Learn R Programming

ROptEst (version 1.3.4)

RMXEOMSEMBREOBRE: Optimally robust estimation: RMXE, OMSE, MBRE, and OBRE

Description

These are wrapper functions to 'roptest' to compute optimally robust estimates, more specifically RMXEs, OMSEs, MBREs, and OBREs, for L2-differentiable parametric families via k-step construction.

Usage

RMXEstimator(x, L2Fam, fsCor = 1, initial.est, neighbor = ContNeighborhood(),
             steps = 1L, distance = CvMDist, startPar = NULL, verbose = NULL,
             OptOrIter = "iterate", useLast = getRobAStBaseOption("kStepUseLast"),
             withUpdateInKer = getRobAStBaseOption("withUpdateInKer"),
             IC.UpdateInKer = getRobAStBaseOption("IC.UpdateInKer"),
             withICList = getRobAStBaseOption("withICList"),
             withPICList = getRobAStBaseOption("withPICList"), na.rm = TRUE,
             initial.est.ArgList, ..., withLogScale = TRUE, ..withCheck=FALSE,
             withTimings = FALSE, withMDE = NULL, withEvalAsVar = NULL,
             withMakeIC = FALSE, modifyICwarn = NULL, E.argList = NULL,
             diagnostic = FALSE)
OMSEstimator(x, L2Fam, eps=0.5, fsCor = 1, initial.est, neighbor = ContNeighborhood(),
             steps = 1L, distance = CvMDist, startPar = NULL, verbose = NULL,
             OptOrIter = "iterate", useLast = getRobAStBaseOption("kStepUseLast"),
             withUpdateInKer = getRobAStBaseOption("withUpdateInKer"),
             IC.UpdateInKer = getRobAStBaseOption("IC.UpdateInKer"),
             withICList = getRobAStBaseOption("withICList"),
             withPICList = getRobAStBaseOption("withPICList"), na.rm = TRUE,
             initial.est.ArgList, ..., withLogScale = TRUE, ..withCheck=FALSE,
             withTimings = FALSE, withMDE = NULL, withEvalAsVar = NULL,
             withMakeIC = FALSE, modifyICwarn = NULL, E.argList = NULL,
             diagnostic = FALSE)
OBREstimator(x, L2Fam, eff=0.95, fsCor = 1, initial.est, neighbor = ContNeighborhood(),
             steps = 1L, distance = CvMDist, startPar = NULL, verbose = NULL,
             OptOrIter = "iterate", useLast = getRobAStBaseOption("kStepUseLast"),
             withUpdateInKer = getRobAStBaseOption("withUpdateInKer"),
             IC.UpdateInKer = getRobAStBaseOption("IC.UpdateInKer"),
             withICList = getRobAStBaseOption("withICList"),
             withPICList = getRobAStBaseOption("withPICList"), na.rm = TRUE,
             initial.est.ArgList, ..., withLogScale = TRUE, ..withCheck=FALSE,
             withTimings = FALSE, withMDE = NULL, withEvalAsVar = NULL,
             withMakeIC = FALSE, modifyICwarn = NULL, E.argList = NULL,
             diagnostic = FALSE)
+===+
(WORK ITEM A)
In the usage entry for RMXEstimator on the ROptEst documentation page, list every argument whose default value is NULL.
(WORK ITEM B)
Continue the ROptEst documentation page after its final line.
The items that come next are separate material and have no connection to the ROptEst documentation page.

Records from a data source:
+===+
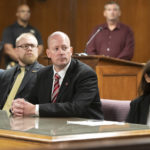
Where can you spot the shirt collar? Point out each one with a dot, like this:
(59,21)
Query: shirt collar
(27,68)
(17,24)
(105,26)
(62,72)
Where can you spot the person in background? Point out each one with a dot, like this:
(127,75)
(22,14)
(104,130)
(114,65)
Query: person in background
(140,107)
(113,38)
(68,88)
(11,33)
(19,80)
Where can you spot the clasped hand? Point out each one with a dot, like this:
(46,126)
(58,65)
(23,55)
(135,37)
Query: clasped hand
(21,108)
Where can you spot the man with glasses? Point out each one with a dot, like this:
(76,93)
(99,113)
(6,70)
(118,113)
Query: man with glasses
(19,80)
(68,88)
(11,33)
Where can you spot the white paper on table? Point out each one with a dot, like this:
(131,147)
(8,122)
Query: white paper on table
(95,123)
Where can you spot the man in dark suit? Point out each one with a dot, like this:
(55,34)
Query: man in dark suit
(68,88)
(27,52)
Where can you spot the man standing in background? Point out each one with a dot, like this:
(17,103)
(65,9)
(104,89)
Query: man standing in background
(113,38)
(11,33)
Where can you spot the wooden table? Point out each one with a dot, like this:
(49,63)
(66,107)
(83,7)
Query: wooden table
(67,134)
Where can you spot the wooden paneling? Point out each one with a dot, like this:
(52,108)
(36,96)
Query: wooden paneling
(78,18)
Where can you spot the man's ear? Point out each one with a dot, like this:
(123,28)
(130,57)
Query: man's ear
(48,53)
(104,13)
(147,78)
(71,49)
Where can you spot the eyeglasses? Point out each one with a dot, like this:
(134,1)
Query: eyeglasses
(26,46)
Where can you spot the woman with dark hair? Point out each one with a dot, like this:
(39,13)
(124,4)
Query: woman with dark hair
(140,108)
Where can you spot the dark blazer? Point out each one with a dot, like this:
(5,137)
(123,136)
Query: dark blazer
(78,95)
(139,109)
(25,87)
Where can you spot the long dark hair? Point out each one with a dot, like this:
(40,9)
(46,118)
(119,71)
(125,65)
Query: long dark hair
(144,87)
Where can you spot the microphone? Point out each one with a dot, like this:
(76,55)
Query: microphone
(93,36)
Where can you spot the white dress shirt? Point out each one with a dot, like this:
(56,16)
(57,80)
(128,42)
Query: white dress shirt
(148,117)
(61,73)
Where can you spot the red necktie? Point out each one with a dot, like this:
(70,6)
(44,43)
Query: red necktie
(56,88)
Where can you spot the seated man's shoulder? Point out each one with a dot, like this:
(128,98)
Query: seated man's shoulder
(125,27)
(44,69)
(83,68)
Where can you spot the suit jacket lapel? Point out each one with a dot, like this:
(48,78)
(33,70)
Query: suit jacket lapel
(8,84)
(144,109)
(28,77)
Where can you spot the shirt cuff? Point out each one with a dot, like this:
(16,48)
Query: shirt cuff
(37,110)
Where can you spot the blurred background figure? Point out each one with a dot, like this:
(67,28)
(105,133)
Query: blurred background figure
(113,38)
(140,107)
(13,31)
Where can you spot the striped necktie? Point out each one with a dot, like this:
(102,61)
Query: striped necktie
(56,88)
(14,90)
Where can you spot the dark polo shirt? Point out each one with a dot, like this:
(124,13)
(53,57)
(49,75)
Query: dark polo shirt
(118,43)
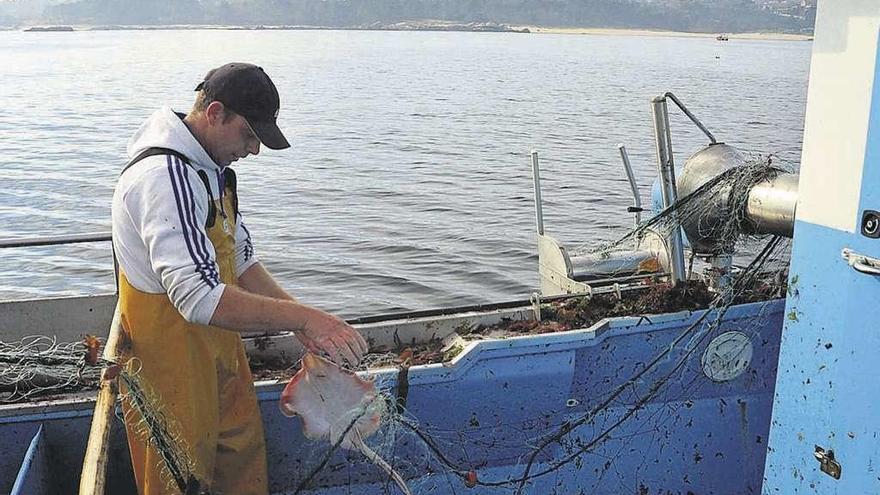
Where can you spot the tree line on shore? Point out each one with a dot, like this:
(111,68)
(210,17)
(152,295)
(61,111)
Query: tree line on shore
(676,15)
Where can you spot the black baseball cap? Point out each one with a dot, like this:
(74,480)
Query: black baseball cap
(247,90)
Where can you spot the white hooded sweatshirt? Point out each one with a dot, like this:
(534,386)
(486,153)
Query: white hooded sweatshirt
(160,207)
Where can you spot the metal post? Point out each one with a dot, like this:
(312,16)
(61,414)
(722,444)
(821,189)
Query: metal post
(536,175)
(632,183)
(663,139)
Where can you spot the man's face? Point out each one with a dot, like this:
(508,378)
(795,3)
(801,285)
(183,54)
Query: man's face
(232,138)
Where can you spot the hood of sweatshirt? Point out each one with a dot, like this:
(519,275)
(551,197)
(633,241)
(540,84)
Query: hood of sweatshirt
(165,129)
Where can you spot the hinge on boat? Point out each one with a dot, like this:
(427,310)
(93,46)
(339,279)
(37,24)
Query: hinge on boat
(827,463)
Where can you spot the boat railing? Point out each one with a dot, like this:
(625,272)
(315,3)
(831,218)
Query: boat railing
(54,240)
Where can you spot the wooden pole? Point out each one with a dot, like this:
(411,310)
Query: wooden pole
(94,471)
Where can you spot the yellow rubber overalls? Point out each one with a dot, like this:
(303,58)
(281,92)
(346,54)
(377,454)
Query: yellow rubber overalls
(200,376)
+===+
(ANSWER SECTION A)
startPar, verbose, withMDE, withEvalAsVar, modifyICwarn, E.argList

(ANSWER SECTION B)
MBREstimator(x, L2Fam, fsCor = 1, initial.est, neighbor = ContNeighborhood(),
             steps = 1L, distance = CvMDist, startPar = NULL, verbose = NULL,
             OptOrIter = "iterate", useLast = getRobAStBaseOption("kStepUseLast"),
             withUpdateInKer = getRobAStBaseOption("withUpdateInKer"),
             IC.UpdateInKer = getRobAStBaseOption("IC.UpdateInKer"),
             withICList = getRobAStBaseOption("withICList"),
             withPICList = getRobAStBaseOption("withPICList"), na.rm = TRUE,
             initial.est.ArgList, ..., withLogScale = TRUE, ..withCheck=FALSE,
             withTimings = FALSE, withMDE = NULL, withEvalAsVar = NULL,
             withMakeIC = FALSE, modifyICwarn = NULL, E.argList = NULL,
             diagnostic = FALSE)

Value

Object of class "kStepEstimate". In addition, it has an attribute "timings" where computation time is stored.

Arguments

x

sample

L2Fam

object of class "L2ParamFamily"

eff

positive real (0 <= eff <= 1): amount of asymptotic efficiency loss in the ideal model. See details below.

eps

positive real (0 < eps <= 0.5): amount of gross errors. See details below.

fsCor

positive real: factor used to correct the neighborhood radius; see details.

initial.est

initial estimate for unknown parameter. If missing minimum distance estimator is computed.

neighbor

object of class "UncondNeighborhood"

steps

positive integer: number of steps used for k-steps construction

distance

distance function used in MDEstimator, which in turn is used as (default) starting estimator.

startPar

initial information used by optimize resp. optim; i.e; if (total) parameter is of length 1, startPar is a search interval, else it is an initial parameter value; if NULL slot startPar of ParamFamily is used to produce it; in the multivariate case, startPar may also be of class Estimate, in which case slot untransformed.estimate is used.

verbose

logical: if TRUE, some messages are printed

useLast

which parameter estimate (initial estimate or k-step estimate) shall be used to fill the slots pIC, asvar and asbias of the return value.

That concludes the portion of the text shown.